DATI MOSTRATI
——————

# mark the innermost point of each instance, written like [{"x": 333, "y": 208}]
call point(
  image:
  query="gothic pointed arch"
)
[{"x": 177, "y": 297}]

——————

COSA FARAI
Converti tutte le righe dell'elenco in una lista numerata, omettendo quelle vuote.

RISPOSTA ALL'ESERCIZIO
1. # mark the innermost point of each instance, written like [{"x": 333, "y": 208}]
2. call point(
3.   image:
4.   query="gothic pointed arch"
5. )
6. [{"x": 177, "y": 297}]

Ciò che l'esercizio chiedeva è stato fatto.